-- Source start --

Next, the octonions are the algebraic structure formed from the collection of entities q + Er, where q and r are quaternions and E is a new element which, however, also satisfies E2 = -1. These may be considered as a vector space over the reals, yielding the real octonions. While the quaternions are non-commutative, the octonions are also non-associative. The octonions have a subtle algebraic structure which is rarely if ever highlighted in textbooks, but which has been explored in detail by Onar Aam and Tony Smith (personal communication). The canonical basis for the octonion algebra is given by (i,j,k,E,iE,jE,kE). Following a suggestion of Onar Aam, I will adopt the simple notation I = iE, J = jE, K = kE, so that the canonical basis becomes (i,j,k,E,I,J,K).

Both the real quaternions and the real octonions have the property of allowing division. That is, every element has a unique multiplicative inverse, so that the equation A * B = C can be solved by the formula A = B-1 * C. The remarkable fact is that these are not only good examples of division algebras, they are just about the only reasonable examples of division algebras. One may prove that all finite division algebras have order 1, 2, 4 or 8. Furthermore, the only division algebras with the property of alternativity are the real, complexes, real quaternions and real octonions. Alternativity means that subalgebras consisting of two elements are associative. These results are collected under the name of the Generalized Frobenius Theorem. Finally, the only finite algebras which are normable are -- the reals, complexes, real quaternions and real octonions.

What these theorems teach us is that these are not merely arbitrary examples of algebras. They are very special algebras, which play several unique mathematical roles.

-- Source end --
-- Records shown start --

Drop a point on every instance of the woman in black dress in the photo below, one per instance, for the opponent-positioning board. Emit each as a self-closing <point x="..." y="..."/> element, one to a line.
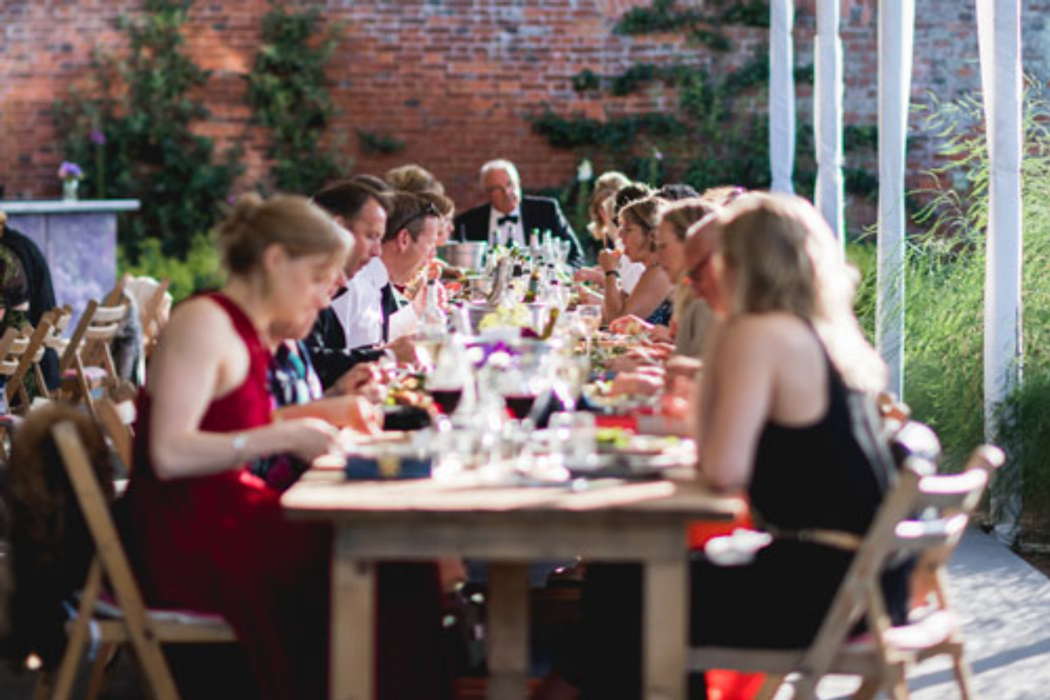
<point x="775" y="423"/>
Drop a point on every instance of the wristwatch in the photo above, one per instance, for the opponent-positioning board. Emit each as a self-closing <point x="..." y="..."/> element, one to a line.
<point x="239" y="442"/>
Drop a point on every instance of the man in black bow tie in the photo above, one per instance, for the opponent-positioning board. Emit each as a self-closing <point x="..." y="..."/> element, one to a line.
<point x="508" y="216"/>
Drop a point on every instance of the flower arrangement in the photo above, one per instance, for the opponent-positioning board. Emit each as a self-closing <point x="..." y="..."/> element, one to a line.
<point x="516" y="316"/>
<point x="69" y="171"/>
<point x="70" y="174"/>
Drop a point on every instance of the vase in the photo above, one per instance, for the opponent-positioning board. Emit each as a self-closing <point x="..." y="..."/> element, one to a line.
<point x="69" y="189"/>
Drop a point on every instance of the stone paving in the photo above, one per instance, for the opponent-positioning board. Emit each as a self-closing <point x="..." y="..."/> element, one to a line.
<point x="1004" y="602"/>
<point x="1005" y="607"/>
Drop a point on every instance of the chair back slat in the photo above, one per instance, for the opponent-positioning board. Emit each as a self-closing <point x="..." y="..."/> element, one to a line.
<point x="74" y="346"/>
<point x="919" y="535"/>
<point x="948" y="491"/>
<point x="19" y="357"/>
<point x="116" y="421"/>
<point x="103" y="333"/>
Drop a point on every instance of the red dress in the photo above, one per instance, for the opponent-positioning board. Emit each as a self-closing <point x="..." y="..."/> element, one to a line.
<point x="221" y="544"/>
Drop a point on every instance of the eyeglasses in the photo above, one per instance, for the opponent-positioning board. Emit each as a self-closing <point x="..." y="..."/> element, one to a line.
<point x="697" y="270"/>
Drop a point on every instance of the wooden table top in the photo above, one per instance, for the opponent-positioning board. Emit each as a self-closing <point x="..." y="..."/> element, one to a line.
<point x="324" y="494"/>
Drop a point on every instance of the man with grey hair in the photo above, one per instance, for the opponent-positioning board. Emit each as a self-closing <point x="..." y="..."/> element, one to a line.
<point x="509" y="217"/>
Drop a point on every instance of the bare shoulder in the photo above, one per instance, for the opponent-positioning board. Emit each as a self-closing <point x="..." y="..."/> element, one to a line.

-- Records shown end --

**Work to do:**
**A.** Collect every line of the entries that contains the string "dress".
**B.** Go on with the passage on quaternions, octonions and division algebras from the point where it ends.

**Task results:**
**A.**
Drop a point on every instance of the woman in black dress in the photo below, one per instance, for the opponent-positioning board. Emit each as a self-closing <point x="..." y="..."/> element, one to a line.
Drop a point on every instance of the red dress in the photo above, one per instance, for the opponent-positioning board. Emit each as a self-closing <point x="..." y="..."/> element, one to a line.

**B.**
Several aspects of the quaternion and octonion multiplication tables are particularly convenient in the magician system framework. Perhaps the best example is the identity of additive and multiplicative inverses. The rule A-1 = -A (which applies to all non-identity elements) says that undoing (reversing) is the same as annihilation. Undoing yields the identity magician 1, which reproduces everything it comes into contact with. Annihilation yields zero, which leaves alone everything it comes into contact with. The ultimate action of the insertion of the inverse of A into a system containing A is thus to either to reproduce the system in question (if multiplication is done first), or to reproduce the next natural phase in the evolution of the system (if addition is done first).

Compare this to what happens in a magician system governed by an arbitrary algebra. Given a non-identity element A not obeying the rule A2 = -1, one has to distinguish whether its opposite is to act additively or multiplicatively. In the magician system framework, however, there is no easy way to make this decision: the opposites are simply released into the system, free to act both additively and multiplicatively. The conclusion is that only in extended imaginary algebras like the quaternions and octonions can one get a truly natural magician system negation.

Consciousness and Division Algebras

The conclusion to which the Generalized Frobenius Theorem leads us is a simple and striking one: the autopoietic systems which consciousness constructs are quaternionic and octonionic in structure. This is an abstract idea, which has been derived by abstract means, and some work will be needed to see what intuitive sense it makes. However, the reasoning underlying it is hopefully clear.

The notion of reversibility being used here may perhaps benefit from a comparison with the somewhat different notion involved in Edward Fredkin's (Fredkin and Toffoli, 1982) theory of reversible computation. Fredkin has shown that any kind of computation can be done in an entirely reversible way, so that computatinoal systems need not produce entropy. His strategy for doing this is to design reversible logic gates, which can then be strung together to produce any Boolean function, and thus simulate any Turing machine computation. These logic gates, however, operate on the basis of redundancy. That is, when one uses these gates to carry out an operation such as "A and B," enough information is stored to reconstruct both A and B, in addition to their conjunction.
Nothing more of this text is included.